═════ Source

160 jobs could go at Morwell sawmill

Carter Holt Harvey workers after today's site meeting. photgraphs: hayley mills

Carter Holt Harvey workers after today's site meeting. photgraphs: hayley mills

Workers at Carter Holt Harvey's Morwell sawmill were today told they will likely be out of a job by the end of August, which would result in the loss of 160 jobs.

Employees were summoned to a site meeting at 11am today where they were informed of the decision, which comes as a result of a shortage of pine logs caused by the bushfires of Black Saturday in 2009 and fires in 2014.

They emerged from the meeting half an hour later unsure of their futures.

The possible closure comes at a difficult time for the Latrobe Valley, which is still grappling with the loss of 750 jobs caused by the closure of Hazelwood in March.

Following the meeting, worker Julie Smith questioned where work would come from in the future.

"I'm a single parent, where am I going to get a job? Where's any of us going to get a job?" Ms Smith said.

"We're all competing against one another, we're competing against Hazelwood."

Carter Holt Harvey chief executive for wood products Australia Geoff Harris speaks with a worker at the Morwell sawmill.

Carter Holt Harvey chief executive for wood products Australia Geoff Harris speaks with a worker at the Morwell sawmill.

Her sentiment was echoed by another worker, Chris Jackson, who said he was contemplating leaving the area.

"I'd love to stay here but the way things are, you just can't," Mr Jackson said.

"You have to work wherever you can.

"I'm going to have to look for work, I'll do anything, but I don't think there's any work around here."

The Morwell sawmill produces structural-grade timber for use in residential houses.

The plantation pine used at the site needs to mature for at least 28 years to be suitable for the production of structural-grade timber products.

══════════
═════ Material shown

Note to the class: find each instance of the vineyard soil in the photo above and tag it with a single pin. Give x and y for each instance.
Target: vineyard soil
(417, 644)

══════════
═════ Material shown

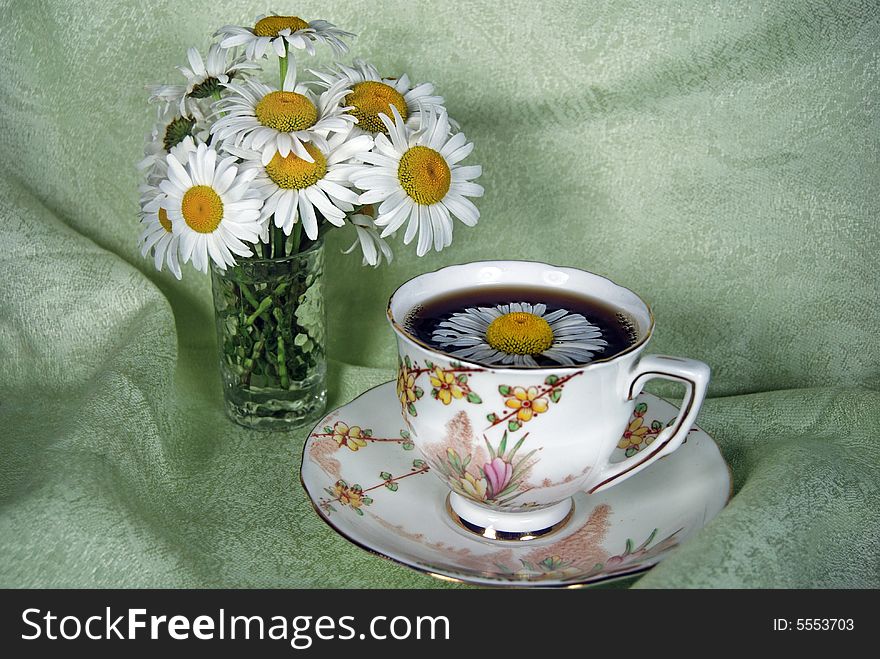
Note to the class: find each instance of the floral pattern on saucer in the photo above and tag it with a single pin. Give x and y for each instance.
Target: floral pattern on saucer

══════════

What you are asked to do: Rename "sawmill" as "timber mill" in the sawmill job-loss article from "Workers at Carter" to "Ms Smith said.", and write out that passage with the change. The rows have no connection to the article.

Solution to this exercise:
Workers at Carter Holt Harvey's Morwell timber mill were today told they will likely be out of a job by the end of August, which would result in the loss of 160 jobs.

Employees were summoned to a site meeting at 11am today where they were informed of the decision, which comes as a result of a shortage of pine logs caused by the bushfires of Black Saturday in 2009 and fires in 2014.

They emerged from the meeting half an hour later unsure of their futures.

The possible closure comes at a difficult time for the Latrobe Valley, which is still grappling with the loss of 750 jobs caused by the closure of Hazelwood in March.

Following the meeting, worker Julie Smith questioned where work would come from in the future.

"I'm a single parent, where am I going to get a job? Where's any of us going to get a job?" Ms Smith said.